▶ _Problem to solve_
Can you copy every one of the items below word for word, leaving each line unchanged?

▶ _Input_
----

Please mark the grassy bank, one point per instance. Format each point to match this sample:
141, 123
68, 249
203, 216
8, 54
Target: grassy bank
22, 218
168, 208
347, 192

----

▶ _Output of the exercise_
Please mark the grassy bank, one point per instance. Format each point to match this sample:
141, 123
68, 249
203, 216
8, 54
Target: grassy bank
22, 218
168, 208
347, 192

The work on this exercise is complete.